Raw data
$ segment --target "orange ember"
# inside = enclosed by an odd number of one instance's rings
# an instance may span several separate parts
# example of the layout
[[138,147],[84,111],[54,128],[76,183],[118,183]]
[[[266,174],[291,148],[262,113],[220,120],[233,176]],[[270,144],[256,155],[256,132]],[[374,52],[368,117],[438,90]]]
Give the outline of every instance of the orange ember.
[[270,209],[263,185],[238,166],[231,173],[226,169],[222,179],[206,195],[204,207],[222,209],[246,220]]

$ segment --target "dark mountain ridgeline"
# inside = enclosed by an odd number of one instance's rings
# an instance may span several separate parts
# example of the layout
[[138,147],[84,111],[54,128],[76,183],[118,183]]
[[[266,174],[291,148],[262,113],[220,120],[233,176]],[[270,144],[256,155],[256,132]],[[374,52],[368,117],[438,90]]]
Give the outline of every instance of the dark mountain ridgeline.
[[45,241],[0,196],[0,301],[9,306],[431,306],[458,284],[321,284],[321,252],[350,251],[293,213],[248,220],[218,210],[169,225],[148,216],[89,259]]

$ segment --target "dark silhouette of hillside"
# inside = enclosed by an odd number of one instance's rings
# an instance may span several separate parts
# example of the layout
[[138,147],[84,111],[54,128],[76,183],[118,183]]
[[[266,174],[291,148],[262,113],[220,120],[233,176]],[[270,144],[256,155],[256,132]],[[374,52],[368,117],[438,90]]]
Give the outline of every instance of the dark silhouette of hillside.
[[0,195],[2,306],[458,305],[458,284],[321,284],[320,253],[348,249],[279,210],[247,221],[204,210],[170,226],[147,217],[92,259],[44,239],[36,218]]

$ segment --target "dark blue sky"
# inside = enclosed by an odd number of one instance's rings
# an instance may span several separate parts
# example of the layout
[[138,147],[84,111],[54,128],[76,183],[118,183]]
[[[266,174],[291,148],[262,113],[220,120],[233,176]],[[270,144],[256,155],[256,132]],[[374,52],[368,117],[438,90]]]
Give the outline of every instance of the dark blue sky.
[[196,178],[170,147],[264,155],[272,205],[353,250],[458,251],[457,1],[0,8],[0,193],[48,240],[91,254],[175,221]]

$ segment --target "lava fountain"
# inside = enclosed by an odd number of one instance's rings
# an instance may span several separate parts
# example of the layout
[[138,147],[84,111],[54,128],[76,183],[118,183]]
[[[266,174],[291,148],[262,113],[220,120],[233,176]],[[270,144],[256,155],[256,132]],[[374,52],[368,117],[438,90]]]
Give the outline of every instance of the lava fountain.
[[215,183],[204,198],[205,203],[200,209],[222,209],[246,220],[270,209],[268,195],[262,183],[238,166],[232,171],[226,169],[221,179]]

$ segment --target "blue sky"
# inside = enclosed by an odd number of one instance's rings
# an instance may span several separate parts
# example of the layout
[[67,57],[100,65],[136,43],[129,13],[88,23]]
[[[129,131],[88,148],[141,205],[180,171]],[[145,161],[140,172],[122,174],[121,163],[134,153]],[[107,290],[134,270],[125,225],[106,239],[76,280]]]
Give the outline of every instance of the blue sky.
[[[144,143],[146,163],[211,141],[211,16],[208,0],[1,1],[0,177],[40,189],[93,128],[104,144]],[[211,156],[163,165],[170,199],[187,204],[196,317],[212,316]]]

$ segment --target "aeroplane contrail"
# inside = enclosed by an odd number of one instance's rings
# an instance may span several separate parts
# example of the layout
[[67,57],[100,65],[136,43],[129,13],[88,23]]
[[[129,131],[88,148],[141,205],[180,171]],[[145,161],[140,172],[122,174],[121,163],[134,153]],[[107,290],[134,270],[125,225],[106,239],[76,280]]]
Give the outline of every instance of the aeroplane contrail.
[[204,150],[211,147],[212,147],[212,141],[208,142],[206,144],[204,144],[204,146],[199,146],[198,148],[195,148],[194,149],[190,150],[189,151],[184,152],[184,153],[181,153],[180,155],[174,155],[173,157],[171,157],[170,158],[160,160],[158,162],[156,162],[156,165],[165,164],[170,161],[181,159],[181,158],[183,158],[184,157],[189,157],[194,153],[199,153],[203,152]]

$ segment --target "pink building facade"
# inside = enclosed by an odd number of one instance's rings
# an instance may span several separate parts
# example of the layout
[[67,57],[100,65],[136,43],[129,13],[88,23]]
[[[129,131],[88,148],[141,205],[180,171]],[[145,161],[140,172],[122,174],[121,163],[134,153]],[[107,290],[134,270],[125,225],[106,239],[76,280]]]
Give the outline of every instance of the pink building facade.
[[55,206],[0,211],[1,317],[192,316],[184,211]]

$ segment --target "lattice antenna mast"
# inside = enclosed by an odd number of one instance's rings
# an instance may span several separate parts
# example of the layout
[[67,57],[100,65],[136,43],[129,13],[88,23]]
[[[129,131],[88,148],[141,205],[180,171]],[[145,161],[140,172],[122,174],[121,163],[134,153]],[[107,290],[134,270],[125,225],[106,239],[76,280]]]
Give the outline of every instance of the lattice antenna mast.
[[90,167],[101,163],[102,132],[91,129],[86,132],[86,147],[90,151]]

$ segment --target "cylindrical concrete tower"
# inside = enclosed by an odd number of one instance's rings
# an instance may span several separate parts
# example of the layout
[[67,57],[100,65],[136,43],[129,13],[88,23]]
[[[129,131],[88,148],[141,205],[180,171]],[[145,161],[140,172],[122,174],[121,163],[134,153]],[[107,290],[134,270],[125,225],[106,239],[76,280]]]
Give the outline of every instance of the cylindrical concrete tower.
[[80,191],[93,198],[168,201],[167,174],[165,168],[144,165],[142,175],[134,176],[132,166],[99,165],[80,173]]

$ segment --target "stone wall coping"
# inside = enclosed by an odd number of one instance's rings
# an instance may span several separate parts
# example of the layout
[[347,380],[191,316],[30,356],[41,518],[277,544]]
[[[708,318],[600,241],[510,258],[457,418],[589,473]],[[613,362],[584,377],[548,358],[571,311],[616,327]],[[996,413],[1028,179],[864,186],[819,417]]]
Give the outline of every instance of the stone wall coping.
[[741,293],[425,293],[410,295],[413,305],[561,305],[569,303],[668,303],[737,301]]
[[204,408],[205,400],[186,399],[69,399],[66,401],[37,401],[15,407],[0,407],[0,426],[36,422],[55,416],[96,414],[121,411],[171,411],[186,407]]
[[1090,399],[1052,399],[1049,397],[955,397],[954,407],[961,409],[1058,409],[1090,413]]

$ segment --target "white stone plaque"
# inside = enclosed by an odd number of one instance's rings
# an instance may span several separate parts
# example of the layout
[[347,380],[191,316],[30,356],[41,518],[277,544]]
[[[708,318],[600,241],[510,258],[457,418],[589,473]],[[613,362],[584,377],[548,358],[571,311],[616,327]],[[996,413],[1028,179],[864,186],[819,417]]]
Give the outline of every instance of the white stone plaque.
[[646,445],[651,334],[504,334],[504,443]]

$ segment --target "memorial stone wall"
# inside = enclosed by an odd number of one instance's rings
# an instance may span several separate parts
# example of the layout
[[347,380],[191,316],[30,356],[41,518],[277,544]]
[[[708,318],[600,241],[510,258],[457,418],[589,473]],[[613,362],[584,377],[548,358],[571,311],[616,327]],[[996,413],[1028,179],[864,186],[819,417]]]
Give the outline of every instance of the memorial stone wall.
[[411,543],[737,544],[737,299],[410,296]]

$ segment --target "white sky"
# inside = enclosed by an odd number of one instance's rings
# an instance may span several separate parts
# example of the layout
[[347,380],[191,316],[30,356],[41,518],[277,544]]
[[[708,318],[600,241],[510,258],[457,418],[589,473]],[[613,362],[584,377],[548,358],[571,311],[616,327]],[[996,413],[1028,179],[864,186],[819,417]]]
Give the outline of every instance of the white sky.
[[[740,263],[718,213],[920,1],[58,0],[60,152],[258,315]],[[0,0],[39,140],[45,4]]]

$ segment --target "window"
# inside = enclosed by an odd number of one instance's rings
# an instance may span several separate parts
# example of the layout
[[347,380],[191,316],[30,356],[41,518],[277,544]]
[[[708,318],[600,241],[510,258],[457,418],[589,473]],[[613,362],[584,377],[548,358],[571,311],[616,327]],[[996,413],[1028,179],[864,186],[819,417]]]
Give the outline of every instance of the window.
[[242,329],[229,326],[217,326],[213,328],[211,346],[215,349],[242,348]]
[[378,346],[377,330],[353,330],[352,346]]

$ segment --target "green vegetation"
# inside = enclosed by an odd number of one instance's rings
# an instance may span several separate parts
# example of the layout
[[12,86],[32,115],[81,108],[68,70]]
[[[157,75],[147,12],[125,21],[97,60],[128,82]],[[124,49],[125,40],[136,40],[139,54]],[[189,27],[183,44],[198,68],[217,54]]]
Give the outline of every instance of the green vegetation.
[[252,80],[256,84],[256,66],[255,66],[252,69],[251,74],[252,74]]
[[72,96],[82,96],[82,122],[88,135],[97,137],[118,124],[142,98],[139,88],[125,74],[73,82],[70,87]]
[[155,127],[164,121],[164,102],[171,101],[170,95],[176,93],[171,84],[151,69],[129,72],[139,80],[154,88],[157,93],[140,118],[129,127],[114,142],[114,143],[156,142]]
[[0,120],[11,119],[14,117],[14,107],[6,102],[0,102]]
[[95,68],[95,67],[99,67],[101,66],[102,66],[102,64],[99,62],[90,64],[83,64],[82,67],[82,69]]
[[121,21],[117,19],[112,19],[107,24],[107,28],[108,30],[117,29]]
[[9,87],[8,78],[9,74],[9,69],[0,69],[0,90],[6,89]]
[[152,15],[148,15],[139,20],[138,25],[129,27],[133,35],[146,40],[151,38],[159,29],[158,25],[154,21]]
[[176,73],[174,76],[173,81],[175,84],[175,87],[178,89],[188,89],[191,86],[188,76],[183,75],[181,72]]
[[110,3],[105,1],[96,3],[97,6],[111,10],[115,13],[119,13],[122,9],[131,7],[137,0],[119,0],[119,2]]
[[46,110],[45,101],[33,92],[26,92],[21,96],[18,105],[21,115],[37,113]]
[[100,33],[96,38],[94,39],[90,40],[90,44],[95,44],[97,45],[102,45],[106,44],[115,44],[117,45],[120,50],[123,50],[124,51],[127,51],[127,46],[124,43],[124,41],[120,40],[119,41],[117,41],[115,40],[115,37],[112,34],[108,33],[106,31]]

OBJECTIVE >> Report every line of the data that contains the word "stone", copying each such line in full.

RESULT BELOW >>
$ segment --target "stone wall coping"
Give the outline of every instance of the stone wall coping.
$ segment --target "white stone plaque"
Give the outline of every instance of the white stone plaque.
$ segment --target "memorial stone wall"
Give the outline of every instance of the memorial stone wall.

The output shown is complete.